## The request
From the line with "column in this photo." through the final line, transcribe the material below character for character; include no other lines.

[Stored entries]
■ ■ ■
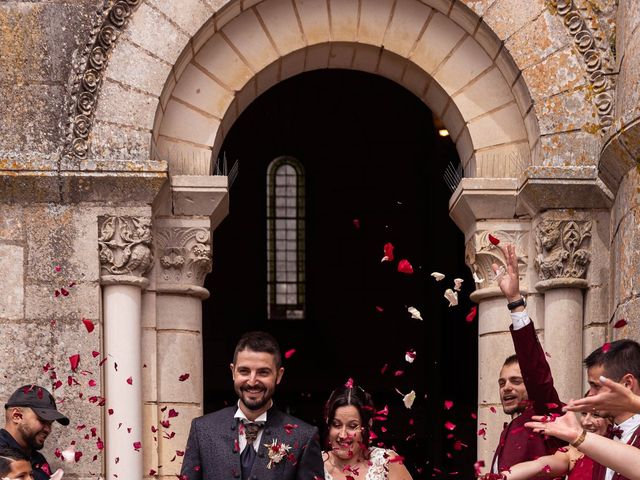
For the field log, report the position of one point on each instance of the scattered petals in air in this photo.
(74, 360)
(405, 267)
(499, 274)
(88, 324)
(388, 253)
(451, 296)
(415, 313)
(409, 398)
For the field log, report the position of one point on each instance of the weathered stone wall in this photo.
(37, 41)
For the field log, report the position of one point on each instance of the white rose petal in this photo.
(451, 296)
(415, 313)
(409, 398)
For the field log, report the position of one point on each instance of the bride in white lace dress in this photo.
(348, 414)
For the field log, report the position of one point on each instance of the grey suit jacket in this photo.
(213, 454)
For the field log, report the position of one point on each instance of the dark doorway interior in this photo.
(374, 166)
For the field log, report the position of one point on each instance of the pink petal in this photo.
(405, 267)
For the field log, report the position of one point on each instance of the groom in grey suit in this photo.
(253, 440)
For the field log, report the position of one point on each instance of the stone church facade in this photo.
(109, 121)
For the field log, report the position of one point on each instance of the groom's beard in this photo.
(256, 397)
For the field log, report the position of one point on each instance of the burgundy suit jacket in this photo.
(517, 442)
(599, 471)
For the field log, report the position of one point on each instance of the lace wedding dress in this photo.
(378, 470)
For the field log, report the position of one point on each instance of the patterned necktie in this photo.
(248, 455)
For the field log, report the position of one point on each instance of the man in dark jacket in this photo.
(526, 384)
(29, 415)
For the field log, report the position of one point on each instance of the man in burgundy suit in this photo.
(526, 384)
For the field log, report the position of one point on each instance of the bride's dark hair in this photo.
(355, 396)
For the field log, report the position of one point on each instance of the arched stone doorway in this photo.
(371, 153)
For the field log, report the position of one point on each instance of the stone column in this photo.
(125, 256)
(563, 241)
(494, 339)
(192, 208)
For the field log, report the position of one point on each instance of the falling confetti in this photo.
(415, 313)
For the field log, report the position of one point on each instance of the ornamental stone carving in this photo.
(184, 255)
(124, 245)
(596, 54)
(562, 249)
(481, 254)
(86, 78)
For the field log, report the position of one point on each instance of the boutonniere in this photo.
(276, 451)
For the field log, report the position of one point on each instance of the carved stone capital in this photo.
(125, 248)
(481, 254)
(563, 250)
(184, 258)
■ ■ ■
## The response
For the field log, report the position of one point on each instance of the stone column in this photo.
(125, 256)
(563, 241)
(494, 339)
(192, 208)
For the field log, report the position of one point on each instance of the falling confetti in this photo.
(415, 313)
For the field log, report the position of one point on each instance of the ornamental stone carving in this photo.
(184, 255)
(124, 245)
(596, 54)
(562, 249)
(481, 254)
(86, 78)
For the field log, report the position of one point on each instance of the boutonniere in this photo.
(276, 451)
For the field log, report the position of one point on each instance of the carved stone capital in this photo.
(125, 248)
(481, 254)
(563, 250)
(184, 258)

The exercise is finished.